### SUPPLIED ENTRIES

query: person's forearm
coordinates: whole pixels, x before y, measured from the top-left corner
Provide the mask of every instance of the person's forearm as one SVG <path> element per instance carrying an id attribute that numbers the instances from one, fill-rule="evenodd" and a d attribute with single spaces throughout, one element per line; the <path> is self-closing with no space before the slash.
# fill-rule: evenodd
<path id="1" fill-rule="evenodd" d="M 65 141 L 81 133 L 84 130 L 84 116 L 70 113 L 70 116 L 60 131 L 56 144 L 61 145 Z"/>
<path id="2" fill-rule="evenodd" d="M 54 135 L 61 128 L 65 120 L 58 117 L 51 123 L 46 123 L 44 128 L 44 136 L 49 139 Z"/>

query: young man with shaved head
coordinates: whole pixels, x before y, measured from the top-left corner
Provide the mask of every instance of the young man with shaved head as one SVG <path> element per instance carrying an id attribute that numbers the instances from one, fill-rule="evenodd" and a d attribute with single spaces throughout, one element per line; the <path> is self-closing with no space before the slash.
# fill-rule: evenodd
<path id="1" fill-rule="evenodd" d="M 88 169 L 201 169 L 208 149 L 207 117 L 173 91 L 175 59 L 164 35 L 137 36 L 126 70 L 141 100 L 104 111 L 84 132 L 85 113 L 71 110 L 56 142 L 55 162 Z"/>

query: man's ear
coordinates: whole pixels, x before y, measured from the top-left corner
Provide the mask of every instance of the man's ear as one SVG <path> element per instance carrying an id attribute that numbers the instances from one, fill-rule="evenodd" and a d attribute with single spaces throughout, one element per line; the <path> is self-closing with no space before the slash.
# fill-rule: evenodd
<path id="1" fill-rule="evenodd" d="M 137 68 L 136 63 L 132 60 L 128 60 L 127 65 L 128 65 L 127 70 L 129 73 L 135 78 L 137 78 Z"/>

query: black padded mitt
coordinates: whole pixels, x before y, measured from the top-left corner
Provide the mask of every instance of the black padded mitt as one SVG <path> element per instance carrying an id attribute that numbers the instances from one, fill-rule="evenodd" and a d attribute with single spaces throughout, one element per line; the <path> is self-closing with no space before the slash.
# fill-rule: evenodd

### EXERCISE
Rewrite all the rows above, putting "upper-left corner" in place of every "top-left corner" and leaving everything else unchanged.

### SOLUTION FOR THIS EXERCISE
query: person's forearm
coordinates: whole pixels, x before y, measured from the upper-left corner
Provide the mask of every instance of the person's forearm as one SVG <path> element per instance carrying an id attribute that numbers the instances from one, fill-rule="evenodd" and a d attribute with single spaces throughout, one element per line; the <path> is self-closing with no space before the slash.
# fill-rule: evenodd
<path id="1" fill-rule="evenodd" d="M 65 141 L 81 133 L 84 130 L 84 116 L 70 113 L 70 116 L 60 131 L 56 144 L 61 145 Z"/>
<path id="2" fill-rule="evenodd" d="M 54 135 L 61 128 L 65 120 L 58 117 L 51 123 L 46 123 L 44 128 L 44 136 L 49 139 Z"/>

query: young man with shaved head
coordinates: whole pixels, x before y, measured from the upper-left corner
Provide the mask of every instance of the young man with shaved head as one SVG <path> element per instance carrying an id attribute that numbers the instances from one, fill-rule="evenodd" and a d attribute with single spaces throughout, one element per line; the <path> is self-closing with no space before the slash.
# fill-rule: evenodd
<path id="1" fill-rule="evenodd" d="M 88 169 L 201 169 L 208 149 L 207 117 L 173 91 L 175 59 L 164 35 L 137 36 L 126 70 L 141 100 L 104 111 L 84 132 L 85 113 L 71 110 L 56 142 L 55 162 Z"/>

query: man's ear
coordinates: whole pixels, x before y, measured from the upper-left corner
Provide the mask of every instance of the man's ear as one SVG <path> element per instance carrying an id attribute that numbers the instances from one, fill-rule="evenodd" and a d attribute with single spaces throughout, one element per line; the <path> is self-closing with no space before the slash.
# fill-rule: evenodd
<path id="1" fill-rule="evenodd" d="M 137 68 L 136 63 L 132 60 L 128 60 L 127 65 L 128 65 L 127 70 L 129 73 L 135 78 L 137 78 Z"/>

query: black padded mitt
coordinates: whole pixels, x before y, measured from the upper-left corner
Provide the mask of every instance of the black padded mitt as one SVG <path> element per instance carrying an id attribute that numbers the instances from one, fill-rule="evenodd" and a d attribute with single spaces throughout, one element per line; the <path> is self-closing with no space before the slash.
# fill-rule: evenodd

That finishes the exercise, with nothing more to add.